Items from a dataset:
◆ ◆ ◆ ◆ ◆

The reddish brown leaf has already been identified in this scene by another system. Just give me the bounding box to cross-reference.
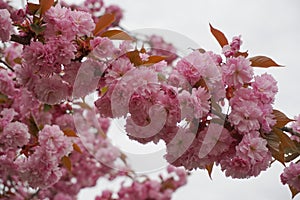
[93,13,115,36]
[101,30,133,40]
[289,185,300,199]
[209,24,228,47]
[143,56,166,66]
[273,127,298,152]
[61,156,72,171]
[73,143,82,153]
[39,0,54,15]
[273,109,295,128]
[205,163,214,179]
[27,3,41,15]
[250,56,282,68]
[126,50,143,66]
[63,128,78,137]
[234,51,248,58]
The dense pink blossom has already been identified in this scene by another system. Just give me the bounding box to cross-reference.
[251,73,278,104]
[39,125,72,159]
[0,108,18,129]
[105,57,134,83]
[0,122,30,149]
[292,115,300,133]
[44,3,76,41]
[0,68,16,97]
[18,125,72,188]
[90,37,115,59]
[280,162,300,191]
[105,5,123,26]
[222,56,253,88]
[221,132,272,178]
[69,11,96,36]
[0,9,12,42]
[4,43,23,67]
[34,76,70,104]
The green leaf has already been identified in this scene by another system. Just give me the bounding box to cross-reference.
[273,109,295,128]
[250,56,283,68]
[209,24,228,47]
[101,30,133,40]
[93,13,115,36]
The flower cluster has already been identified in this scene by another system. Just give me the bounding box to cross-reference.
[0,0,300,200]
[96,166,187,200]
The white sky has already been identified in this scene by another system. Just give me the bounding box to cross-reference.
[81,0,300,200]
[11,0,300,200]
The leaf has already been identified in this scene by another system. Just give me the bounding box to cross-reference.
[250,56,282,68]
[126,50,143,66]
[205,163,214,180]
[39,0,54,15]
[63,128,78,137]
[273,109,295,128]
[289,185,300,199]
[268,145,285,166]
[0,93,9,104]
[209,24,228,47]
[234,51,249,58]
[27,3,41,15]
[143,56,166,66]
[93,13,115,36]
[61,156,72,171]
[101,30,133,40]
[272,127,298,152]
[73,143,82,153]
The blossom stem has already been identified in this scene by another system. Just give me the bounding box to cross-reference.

◆ ◆ ◆ ◆ ◆

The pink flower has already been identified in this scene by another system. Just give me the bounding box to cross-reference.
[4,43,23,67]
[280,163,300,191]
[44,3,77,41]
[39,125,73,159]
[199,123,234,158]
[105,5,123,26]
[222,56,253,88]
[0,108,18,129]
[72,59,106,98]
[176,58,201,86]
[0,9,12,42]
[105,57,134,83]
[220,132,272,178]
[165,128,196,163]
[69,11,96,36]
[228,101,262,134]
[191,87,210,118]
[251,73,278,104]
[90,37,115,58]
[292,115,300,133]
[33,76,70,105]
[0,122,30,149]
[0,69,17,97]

◆ ◆ ◆ ◆ ◆

Reproduce the material verbatim, beginning at the line that contains "The pink flower" and stopping after the line that contains "[0,69,17,97]".

The pink flower has already been identified in this scene by another system. Just give me the bounding box to cross-reference.
[4,43,23,67]
[280,163,300,191]
[44,3,77,41]
[39,125,73,159]
[199,123,234,158]
[105,5,123,26]
[222,56,253,88]
[0,108,18,129]
[72,59,106,98]
[176,58,201,86]
[0,9,12,42]
[105,57,134,83]
[220,132,272,178]
[165,128,196,163]
[69,11,96,36]
[228,101,262,134]
[191,87,210,118]
[251,73,278,104]
[90,37,115,58]
[292,115,300,133]
[33,76,70,105]
[0,122,30,149]
[0,69,17,97]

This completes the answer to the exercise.